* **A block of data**
────

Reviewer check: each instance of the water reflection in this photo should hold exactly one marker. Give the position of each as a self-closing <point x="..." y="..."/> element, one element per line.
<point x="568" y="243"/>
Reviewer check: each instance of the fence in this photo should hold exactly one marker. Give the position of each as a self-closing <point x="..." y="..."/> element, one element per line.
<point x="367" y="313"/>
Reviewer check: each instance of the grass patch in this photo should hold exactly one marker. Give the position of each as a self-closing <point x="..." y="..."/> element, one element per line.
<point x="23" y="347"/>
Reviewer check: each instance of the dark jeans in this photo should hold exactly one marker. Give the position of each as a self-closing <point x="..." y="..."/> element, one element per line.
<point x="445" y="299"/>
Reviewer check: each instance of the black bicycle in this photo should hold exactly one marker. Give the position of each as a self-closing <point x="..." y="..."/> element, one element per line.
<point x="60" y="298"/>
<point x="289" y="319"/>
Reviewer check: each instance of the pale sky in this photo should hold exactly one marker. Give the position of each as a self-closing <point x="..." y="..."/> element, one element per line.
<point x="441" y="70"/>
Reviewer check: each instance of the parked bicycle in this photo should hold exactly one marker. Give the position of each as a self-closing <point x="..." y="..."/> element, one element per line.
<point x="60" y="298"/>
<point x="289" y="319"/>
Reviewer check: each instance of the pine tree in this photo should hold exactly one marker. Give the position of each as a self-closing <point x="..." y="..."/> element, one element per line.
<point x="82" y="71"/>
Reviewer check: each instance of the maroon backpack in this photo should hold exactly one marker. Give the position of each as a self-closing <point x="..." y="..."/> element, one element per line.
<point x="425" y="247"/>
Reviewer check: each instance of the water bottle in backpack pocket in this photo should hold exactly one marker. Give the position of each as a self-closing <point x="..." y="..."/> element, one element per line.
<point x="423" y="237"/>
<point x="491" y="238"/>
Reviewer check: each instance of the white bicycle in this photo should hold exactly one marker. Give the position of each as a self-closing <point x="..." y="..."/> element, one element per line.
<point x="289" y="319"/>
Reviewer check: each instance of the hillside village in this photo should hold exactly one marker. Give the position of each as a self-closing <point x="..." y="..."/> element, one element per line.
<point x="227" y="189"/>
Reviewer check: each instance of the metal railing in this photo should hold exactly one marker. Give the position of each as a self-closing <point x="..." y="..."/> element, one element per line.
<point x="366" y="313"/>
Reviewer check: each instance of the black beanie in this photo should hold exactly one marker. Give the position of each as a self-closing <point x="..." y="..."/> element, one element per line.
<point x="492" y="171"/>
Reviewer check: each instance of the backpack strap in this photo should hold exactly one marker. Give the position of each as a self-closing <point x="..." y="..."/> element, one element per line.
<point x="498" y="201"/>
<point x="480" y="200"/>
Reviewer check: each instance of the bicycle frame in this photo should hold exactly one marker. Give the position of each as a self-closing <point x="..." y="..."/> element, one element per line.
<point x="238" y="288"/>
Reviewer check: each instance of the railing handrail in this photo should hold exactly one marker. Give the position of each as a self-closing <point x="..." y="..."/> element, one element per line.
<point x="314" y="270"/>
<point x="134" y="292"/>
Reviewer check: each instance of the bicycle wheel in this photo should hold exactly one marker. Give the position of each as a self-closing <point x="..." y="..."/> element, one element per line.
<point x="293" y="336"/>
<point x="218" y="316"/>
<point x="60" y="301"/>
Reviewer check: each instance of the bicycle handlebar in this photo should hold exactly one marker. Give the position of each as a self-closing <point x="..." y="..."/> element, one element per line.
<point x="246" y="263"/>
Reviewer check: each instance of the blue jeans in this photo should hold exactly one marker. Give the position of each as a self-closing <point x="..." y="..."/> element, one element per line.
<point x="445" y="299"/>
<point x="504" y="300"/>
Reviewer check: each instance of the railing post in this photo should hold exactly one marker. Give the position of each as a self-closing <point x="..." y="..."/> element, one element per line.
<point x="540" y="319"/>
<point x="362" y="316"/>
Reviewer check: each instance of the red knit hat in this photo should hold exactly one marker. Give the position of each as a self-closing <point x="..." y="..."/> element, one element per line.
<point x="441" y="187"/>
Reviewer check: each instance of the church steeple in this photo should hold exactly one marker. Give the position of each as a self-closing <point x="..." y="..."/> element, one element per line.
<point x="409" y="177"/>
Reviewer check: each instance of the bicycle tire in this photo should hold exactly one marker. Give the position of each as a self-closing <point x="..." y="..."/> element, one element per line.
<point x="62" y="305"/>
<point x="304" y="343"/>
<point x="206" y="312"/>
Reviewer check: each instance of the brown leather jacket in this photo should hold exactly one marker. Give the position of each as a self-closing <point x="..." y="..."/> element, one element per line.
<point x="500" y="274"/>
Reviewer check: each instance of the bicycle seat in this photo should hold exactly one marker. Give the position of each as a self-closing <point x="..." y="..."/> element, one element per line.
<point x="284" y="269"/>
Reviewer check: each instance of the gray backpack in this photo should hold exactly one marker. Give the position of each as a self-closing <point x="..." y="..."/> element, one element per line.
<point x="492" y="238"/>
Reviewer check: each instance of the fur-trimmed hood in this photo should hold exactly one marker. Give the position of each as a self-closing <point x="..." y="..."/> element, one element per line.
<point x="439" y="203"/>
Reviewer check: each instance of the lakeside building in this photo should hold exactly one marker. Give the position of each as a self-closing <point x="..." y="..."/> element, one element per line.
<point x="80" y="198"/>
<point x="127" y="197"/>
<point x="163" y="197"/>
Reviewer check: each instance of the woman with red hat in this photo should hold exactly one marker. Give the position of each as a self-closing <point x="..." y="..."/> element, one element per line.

────

* **What is asked**
Return the entries in full, keeping every line exactly as it is.

* **Expected answer**
Reviewer check: each instance of the water reflection in this photo should hold exactly one marker. Give the position of each as a self-closing <point x="..." y="..."/> element, one element per line.
<point x="568" y="243"/>
Reviewer check: each instance of the fence in this photo should hold exactly one marker. Give the position of each as a self-closing <point x="..." y="..."/> element, one element per line.
<point x="367" y="313"/>
Reviewer check: each instance of the grass patch in this photo should hold exactly one marker. Give the position of each as a self-closing <point x="..." y="..."/> element, one element per line.
<point x="23" y="347"/>
Reviewer check: each instance of the dark jeans in this photo should hold exactly one marker. Give the position of each as a self-closing <point x="..." y="..."/> element, one element per line.
<point x="445" y="299"/>
Reviewer check: each instance of the black bicycle in this photo should hold exactly one marker. Give the position of each as a self-closing <point x="..." y="..."/> element, one element per line.
<point x="60" y="298"/>
<point x="289" y="319"/>
Reviewer check: each instance of the pale sky in this photo should hold exactly one marker. Give the position of each as a self-closing <point x="..." y="..."/> element, one element per line.
<point x="441" y="70"/>
Reviewer check: each instance of the parked bicycle in this photo should hold exactly one marker. Give the position of each as a self-closing <point x="..." y="..."/> element, one element per line.
<point x="60" y="298"/>
<point x="289" y="319"/>
Reviewer check: each instance of the pine tree in this photo should hold exactly one marker. Give the position of each as a self-closing <point x="..." y="..."/> element, one element per line.
<point x="82" y="71"/>
Reviewer check: each instance of the maroon backpack in this photo should hold exactly one marker. Give the position of each as a self-closing <point x="..." y="..."/> element, one element per line.
<point x="425" y="247"/>
Reviewer check: each instance of the water bottle in backpack pocket in this photo should hold exactly one marker. Give the position of each as a self-closing <point x="..." y="..."/> element, one element per line.
<point x="423" y="237"/>
<point x="491" y="238"/>
Reviewer check: each instance of the white bicycle in this photo should hold exactly one marker. Give the position of each as a self-closing <point x="..." y="..."/> element, one element per line.
<point x="289" y="319"/>
Reviewer check: each instance of the hillside village in this photo should hold exactly one marker. Give the position of each as a self-closing <point x="..." y="..."/> element, one element per line.
<point x="227" y="189"/>
Reviewer check: each instance of the metal railing in this photo should hold exactly one marker. Give the position of each as a self-closing <point x="..." y="..."/> element, one element per line.
<point x="366" y="313"/>
Reviewer check: each instance of the black beanie in this photo should hold exactly one marker. Give the position of each as a self-closing <point x="..." y="..."/> element, one element per line.
<point x="492" y="171"/>
Reviewer check: each instance of the backpack strap in this photo should hold exactly one marker. Give the position of each as a self-closing <point x="..." y="..."/> element, one element per line.
<point x="498" y="201"/>
<point x="480" y="200"/>
Reviewer check: each instance of the bicycle frame in this photo should hold exactly one marker. Give the position of each as a self-closing <point x="..." y="..."/> element, one element per line.
<point x="238" y="288"/>
Reviewer check: each instance of the railing handrail in this photo should hold exactly one marker. Give the position of each as a self-closing <point x="..." y="..."/> element, one element per line.
<point x="314" y="270"/>
<point x="134" y="292"/>
Reviewer check: each instance of the bicycle wheel in this photo should hold exactly one marker. Give the position of each as a self-closing <point x="..." y="..."/> element, one element per line.
<point x="293" y="336"/>
<point x="218" y="316"/>
<point x="60" y="301"/>
Reviewer check: each instance of the bicycle handlebar in this photo should hold exactly one marker. Give the position of each as a self-closing <point x="..." y="..."/> element, one element per line.
<point x="246" y="263"/>
Reviewer check: each instance of the blue jeans in this photo should hold exactly one marker. Give the position of each as a self-closing <point x="..." y="..."/> element, one element per line.
<point x="445" y="299"/>
<point x="504" y="300"/>
Reviewer check: each instance of the railing post in this photo should hold exactly one marker. Give the position of each as a self-closing <point x="..." y="..."/> element, one element per line.
<point x="540" y="319"/>
<point x="362" y="316"/>
Reviewer check: each instance of the red knit hat in this photo should hold exactly one marker. Give the position of each as a self-closing <point x="..." y="..."/> element, one element per line.
<point x="441" y="187"/>
Reviewer check: each instance of the church steeple in this photo should hold exactly one marker. Give the position of each as a self-closing <point x="..." y="..."/> element, one element per line.
<point x="409" y="177"/>
Reviewer check: each instance of the bicycle tire in this photo should hold exactly one marker. Give the position of each as a self-closing <point x="..." y="..."/> element, one element per line.
<point x="62" y="305"/>
<point x="304" y="343"/>
<point x="206" y="312"/>
Reviewer check: each instance of the brown leather jacket in this photo should hold exactly one marker. Give the position of each as a self-closing <point x="..." y="..."/> element, one element per line.
<point x="500" y="274"/>
Reviewer check: each instance of the bicycle seat in this photo should hold exactly one marker. Give the position of each as a self-closing <point x="..." y="..."/> element, one element per line.
<point x="284" y="269"/>
Reviewer check: each instance of the gray backpack in this photo should hold exactly one marker. Give the position of each as a self-closing <point x="..." y="..."/> element, one element per line.
<point x="492" y="238"/>
Reviewer check: each instance of the fur-trimmed hood in this photo should hold exactly one marker. Give the position of each as a self-closing <point x="..." y="..."/> element, one element per line.
<point x="439" y="203"/>
Reviewer check: each instance of the lakeside building in this photo should hold exactly one marker. Give the position of each as a self-closing <point x="..." y="..."/> element, one element per line.
<point x="80" y="198"/>
<point x="127" y="197"/>
<point x="163" y="197"/>
Reviewer check: each instance of the woman with red hat in this photo should hold exactly one marker. Give the position of each as a self-closing <point x="..." y="..."/> element, one element per line.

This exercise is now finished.